• **Task requirements**: In the listing that follows, how many lines contain the string "sleeve"? Provide only the number.

--

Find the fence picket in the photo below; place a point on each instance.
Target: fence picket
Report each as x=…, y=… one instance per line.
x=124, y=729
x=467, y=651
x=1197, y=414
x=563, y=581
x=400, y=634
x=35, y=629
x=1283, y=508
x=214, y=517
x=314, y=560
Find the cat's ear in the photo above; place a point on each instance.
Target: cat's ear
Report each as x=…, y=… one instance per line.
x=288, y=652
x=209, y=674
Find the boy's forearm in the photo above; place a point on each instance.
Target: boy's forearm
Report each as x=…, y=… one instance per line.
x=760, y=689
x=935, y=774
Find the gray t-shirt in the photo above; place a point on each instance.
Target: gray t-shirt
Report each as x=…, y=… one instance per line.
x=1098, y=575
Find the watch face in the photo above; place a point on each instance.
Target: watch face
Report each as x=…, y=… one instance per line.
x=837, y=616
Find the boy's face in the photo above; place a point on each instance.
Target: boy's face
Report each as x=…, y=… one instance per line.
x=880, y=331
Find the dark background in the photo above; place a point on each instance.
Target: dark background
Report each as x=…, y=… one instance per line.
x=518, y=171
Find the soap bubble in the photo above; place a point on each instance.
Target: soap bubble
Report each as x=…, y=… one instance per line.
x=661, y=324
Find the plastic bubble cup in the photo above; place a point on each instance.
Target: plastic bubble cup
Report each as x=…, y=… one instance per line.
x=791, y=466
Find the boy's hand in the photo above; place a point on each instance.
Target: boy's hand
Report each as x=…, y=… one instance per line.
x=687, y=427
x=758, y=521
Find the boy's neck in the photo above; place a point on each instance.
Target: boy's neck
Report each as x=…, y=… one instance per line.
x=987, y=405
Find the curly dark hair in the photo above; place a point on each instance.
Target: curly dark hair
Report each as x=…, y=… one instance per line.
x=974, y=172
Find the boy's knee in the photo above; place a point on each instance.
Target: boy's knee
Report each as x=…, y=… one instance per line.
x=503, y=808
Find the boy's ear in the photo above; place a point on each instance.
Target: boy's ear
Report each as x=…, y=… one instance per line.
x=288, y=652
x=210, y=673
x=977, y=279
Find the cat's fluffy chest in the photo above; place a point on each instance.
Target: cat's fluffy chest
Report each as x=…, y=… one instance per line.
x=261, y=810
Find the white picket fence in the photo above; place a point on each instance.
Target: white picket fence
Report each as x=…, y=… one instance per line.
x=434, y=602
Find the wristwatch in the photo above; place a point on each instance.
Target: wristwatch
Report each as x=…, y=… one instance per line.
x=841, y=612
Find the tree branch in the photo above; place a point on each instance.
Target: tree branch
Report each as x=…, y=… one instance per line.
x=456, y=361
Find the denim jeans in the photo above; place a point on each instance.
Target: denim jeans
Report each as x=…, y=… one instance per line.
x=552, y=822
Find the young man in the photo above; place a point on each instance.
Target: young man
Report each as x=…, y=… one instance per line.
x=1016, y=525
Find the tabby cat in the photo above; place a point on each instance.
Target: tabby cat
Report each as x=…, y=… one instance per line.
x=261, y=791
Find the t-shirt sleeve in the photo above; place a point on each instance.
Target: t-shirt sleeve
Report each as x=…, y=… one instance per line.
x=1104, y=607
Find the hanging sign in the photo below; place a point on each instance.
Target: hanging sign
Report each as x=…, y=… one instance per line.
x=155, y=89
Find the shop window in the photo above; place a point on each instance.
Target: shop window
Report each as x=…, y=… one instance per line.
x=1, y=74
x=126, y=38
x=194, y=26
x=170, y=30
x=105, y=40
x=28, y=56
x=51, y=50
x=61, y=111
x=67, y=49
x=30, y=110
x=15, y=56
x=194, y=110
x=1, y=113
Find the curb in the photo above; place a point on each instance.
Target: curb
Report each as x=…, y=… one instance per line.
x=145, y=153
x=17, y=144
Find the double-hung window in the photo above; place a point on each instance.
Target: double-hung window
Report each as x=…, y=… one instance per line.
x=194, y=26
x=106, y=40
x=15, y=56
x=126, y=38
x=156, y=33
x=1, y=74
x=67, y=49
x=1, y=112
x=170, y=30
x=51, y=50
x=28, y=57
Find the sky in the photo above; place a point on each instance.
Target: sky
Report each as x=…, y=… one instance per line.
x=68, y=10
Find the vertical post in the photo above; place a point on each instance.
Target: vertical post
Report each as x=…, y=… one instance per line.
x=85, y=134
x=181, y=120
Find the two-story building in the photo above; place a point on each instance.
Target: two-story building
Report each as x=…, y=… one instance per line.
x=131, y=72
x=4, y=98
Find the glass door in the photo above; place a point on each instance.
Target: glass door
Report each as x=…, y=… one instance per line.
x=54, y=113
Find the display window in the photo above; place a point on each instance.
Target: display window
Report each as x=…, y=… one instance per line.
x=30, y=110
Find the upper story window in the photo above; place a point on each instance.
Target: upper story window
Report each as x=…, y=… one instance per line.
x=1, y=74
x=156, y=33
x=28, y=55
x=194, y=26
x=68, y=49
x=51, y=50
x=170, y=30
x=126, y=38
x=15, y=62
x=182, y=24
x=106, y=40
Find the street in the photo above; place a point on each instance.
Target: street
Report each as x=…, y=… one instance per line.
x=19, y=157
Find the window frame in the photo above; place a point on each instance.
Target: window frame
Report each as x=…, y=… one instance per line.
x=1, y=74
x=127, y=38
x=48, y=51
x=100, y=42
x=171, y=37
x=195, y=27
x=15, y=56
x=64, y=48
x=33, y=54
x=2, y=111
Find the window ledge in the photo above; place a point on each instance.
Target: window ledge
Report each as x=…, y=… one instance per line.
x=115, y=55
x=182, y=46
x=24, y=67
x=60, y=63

--

• **Answer for this exercise**: 2